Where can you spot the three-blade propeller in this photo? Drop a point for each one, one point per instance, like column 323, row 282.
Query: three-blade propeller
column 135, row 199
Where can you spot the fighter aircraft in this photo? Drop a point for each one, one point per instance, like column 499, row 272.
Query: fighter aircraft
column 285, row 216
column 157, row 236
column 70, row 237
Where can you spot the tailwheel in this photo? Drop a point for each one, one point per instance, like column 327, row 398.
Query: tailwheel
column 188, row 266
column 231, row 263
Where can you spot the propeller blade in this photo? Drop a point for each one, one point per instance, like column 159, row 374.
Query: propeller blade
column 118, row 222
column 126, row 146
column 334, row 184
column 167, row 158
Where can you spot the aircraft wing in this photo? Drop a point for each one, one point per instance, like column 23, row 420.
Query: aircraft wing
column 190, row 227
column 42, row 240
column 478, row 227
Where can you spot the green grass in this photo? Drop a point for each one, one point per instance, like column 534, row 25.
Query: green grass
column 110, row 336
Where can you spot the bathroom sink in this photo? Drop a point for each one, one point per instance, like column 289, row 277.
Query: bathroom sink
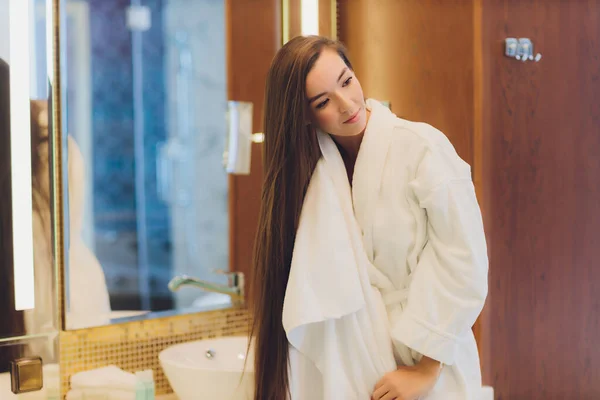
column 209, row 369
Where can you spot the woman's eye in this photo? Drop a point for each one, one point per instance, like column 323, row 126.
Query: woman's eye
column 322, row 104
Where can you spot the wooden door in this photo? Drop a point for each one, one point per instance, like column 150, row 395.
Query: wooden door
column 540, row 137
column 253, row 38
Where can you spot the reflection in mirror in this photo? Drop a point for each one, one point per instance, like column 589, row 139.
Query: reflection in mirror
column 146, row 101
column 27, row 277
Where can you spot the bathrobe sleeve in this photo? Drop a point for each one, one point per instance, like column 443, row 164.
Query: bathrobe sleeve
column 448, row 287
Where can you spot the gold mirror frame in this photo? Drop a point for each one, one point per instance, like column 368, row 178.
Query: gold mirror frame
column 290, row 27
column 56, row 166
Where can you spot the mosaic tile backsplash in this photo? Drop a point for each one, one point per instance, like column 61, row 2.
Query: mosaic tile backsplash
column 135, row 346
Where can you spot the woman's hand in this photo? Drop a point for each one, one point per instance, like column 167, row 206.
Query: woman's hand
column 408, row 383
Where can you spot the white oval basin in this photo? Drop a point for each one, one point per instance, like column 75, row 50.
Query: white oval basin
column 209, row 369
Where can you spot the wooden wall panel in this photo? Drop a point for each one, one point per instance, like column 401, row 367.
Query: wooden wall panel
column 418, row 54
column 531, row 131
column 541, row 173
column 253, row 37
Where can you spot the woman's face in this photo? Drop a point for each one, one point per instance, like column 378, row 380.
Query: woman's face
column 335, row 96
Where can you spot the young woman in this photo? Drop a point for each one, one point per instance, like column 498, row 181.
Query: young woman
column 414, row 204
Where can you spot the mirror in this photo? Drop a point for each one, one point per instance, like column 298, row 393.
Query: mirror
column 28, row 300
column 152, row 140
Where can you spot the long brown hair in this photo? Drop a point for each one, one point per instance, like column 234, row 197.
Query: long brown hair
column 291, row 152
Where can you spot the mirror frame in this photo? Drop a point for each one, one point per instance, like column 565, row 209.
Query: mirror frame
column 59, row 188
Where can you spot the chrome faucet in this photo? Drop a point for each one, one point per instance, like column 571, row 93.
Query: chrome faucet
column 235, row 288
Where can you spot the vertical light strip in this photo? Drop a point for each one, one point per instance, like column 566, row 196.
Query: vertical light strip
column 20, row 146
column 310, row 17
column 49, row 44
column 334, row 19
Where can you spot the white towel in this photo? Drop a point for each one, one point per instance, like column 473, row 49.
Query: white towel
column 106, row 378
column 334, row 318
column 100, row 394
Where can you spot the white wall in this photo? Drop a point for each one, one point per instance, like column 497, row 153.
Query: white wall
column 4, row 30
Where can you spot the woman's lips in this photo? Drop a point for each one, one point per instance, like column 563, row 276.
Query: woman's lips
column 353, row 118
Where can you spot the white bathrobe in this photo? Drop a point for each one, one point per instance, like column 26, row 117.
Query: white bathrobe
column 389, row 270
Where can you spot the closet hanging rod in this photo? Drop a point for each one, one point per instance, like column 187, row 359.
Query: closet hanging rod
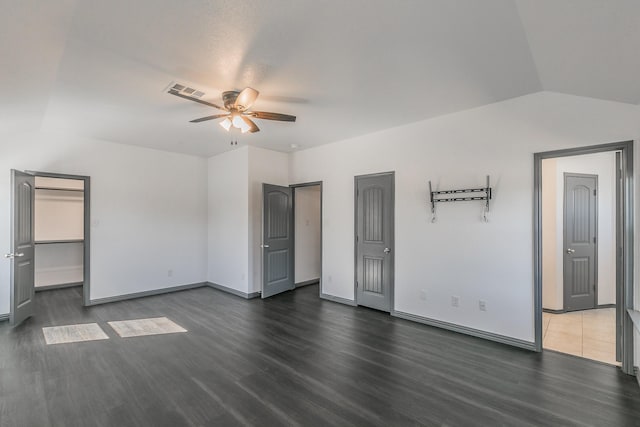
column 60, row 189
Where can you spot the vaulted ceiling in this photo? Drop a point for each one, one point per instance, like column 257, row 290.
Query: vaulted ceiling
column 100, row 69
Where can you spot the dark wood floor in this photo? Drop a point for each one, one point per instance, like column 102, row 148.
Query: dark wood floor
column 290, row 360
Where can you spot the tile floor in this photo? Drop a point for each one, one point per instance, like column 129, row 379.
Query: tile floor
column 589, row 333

====================

Skip the images and set down the rest of the data unchanged.

EXPECTED OUTPUT:
Where can you spot the three-blade propeller in this photo? Drop a point for each one, one point per instance, like column 323, row 282.
Query: three-blade propeller
column 135, row 199
Where can you spot the fighter aircraft in this photo? Drop a point for each one, one point per instance, like column 499, row 272.
Query: fighter aircraft
column 285, row 216
column 157, row 236
column 70, row 237
Where can you spot the tailwheel in this photo? Drop a point for each one, one point per instance, like column 327, row 398.
Query: tailwheel
column 188, row 266
column 231, row 263
Where can you spot the propeller blade in this photo? Drop a point for each one, one point per instance, like column 159, row 374.
Query: propeller blade
column 118, row 222
column 126, row 146
column 334, row 184
column 167, row 158
Where can you spot the aircraft wing in this photo? Drop a point for each one, one point per instance, like column 23, row 420.
Query: aircraft wing
column 190, row 227
column 42, row 240
column 478, row 227
Where can you spot the green grass in this photo? Drop a point for each one, one point per instance, like column 534, row 25.
Query: green grass
column 110, row 336
Where can you spot the bathroom sink in this photo? Drop a point for each one, one point per instance, like column 289, row 277.
Query: bathroom sink
column 209, row 369
Where can you spot the woman's eye in this photo? Drop a point for each one, one point per instance, like column 323, row 126.
Query: woman's eye
column 322, row 104
Where can you spot the wooden door in this photo? Drop a point for each one, one point per instance, like column 150, row 395.
Query: wooden door
column 540, row 137
column 253, row 38
Where can you spot the reflection in mirror in this photo? Drop a point for each one, one point per instance, like column 589, row 139.
Query: reflection in mirror
column 146, row 101
column 27, row 277
Where can you spot the bathrobe sleeve in this photo? Drop a point for each one, one point per instance, like column 443, row 164.
Query: bathrobe sleeve
column 448, row 287
Where can you spot the gold mirror frame in this photo? Drop a point for each one, one point per instance, like column 368, row 178.
Query: gold mirror frame
column 290, row 27
column 56, row 166
Where can you spot the mosaic tile backsplash in this photo? Drop a point for each one, one point per instance, like column 61, row 2.
Query: mosaic tile backsplash
column 135, row 346
Where can you spot the woman's hand in this photo? Drop a point for each one, one point per instance, like column 167, row 206.
Query: woman's hand
column 408, row 383
Where can you spot the white oval basin in this photo? Drop a point for each one, one point per instance, like column 75, row 50.
Query: white oval basin
column 209, row 369
Where can you spot the wooden wall panel in this photo? Drop a point for each one, one point per instance, like column 401, row 367.
Query: wooden wall panel
column 418, row 54
column 531, row 131
column 541, row 173
column 253, row 37
Where can you spot the woman's face in this photo? Drop a point for each one, one point per instance, like column 378, row 380.
Query: woman's face
column 335, row 96
Where can you spot the young woman in this photo? Drop a point for each one, one point per instance, like column 498, row 181.
Query: young woman
column 414, row 204
Where can you spot the mirror in this photo? Drop a point for each one, one point per instance, like column 298, row 393.
Query: mirror
column 28, row 300
column 152, row 140
Where can you spot the long brown hair in this photo? Drop a point for each one, one point per instance, like column 234, row 197.
Query: long brown hair
column 291, row 152
Where can you spot the mirror frame in this photo? Drop a point for each one, one point per instance, like column 565, row 209.
Query: mirror frame
column 59, row 188
Where can you spot the chrome faucet in this photo? Drop a point for each one, one point per instance, like column 571, row 93.
Query: chrome faucet
column 235, row 288
Where can you spot the vertical light strip in this photo? Drop a point for each one, one point per instance, like column 566, row 196.
Query: vertical light strip
column 20, row 146
column 310, row 17
column 49, row 44
column 334, row 19
Where can you spot the white towel in this photo? Drop a point for each one, one point per instance, like column 473, row 49.
Query: white towel
column 106, row 378
column 334, row 318
column 100, row 394
Where can you spot the white wall in this photo? Drop a point for each one, one point per instance, like column 497, row 153.
Query: white wall
column 4, row 30
Where can you spot the woman's lips in this photo? Drop a point for each one, one point per instance, like column 563, row 276.
Query: woman's lips
column 353, row 118
Where can you spot the white bathrobe in this photo? Drop a point for each one, one point per instance, like column 26, row 117.
Query: white bathrobe
column 389, row 270
Where can you spot the closet hanging rod in this photo? Drop a point for each one, one point per instance, like column 187, row 359.
Query: closet hanging rod
column 60, row 189
Where can you spot the vaulted ceiling in this photo? Drop a point for each one, one point per instance, like column 257, row 290.
Query: vaulted ceiling
column 100, row 69
Where can you spot the dark wood floor in this photo? Drop a point for each one, one point per instance, like column 102, row 148.
Query: dark wood floor
column 290, row 360
Where can you spot the tile floor in this photo? Drop a point for each one, one point per instance, like column 129, row 379.
Query: tile floor
column 589, row 333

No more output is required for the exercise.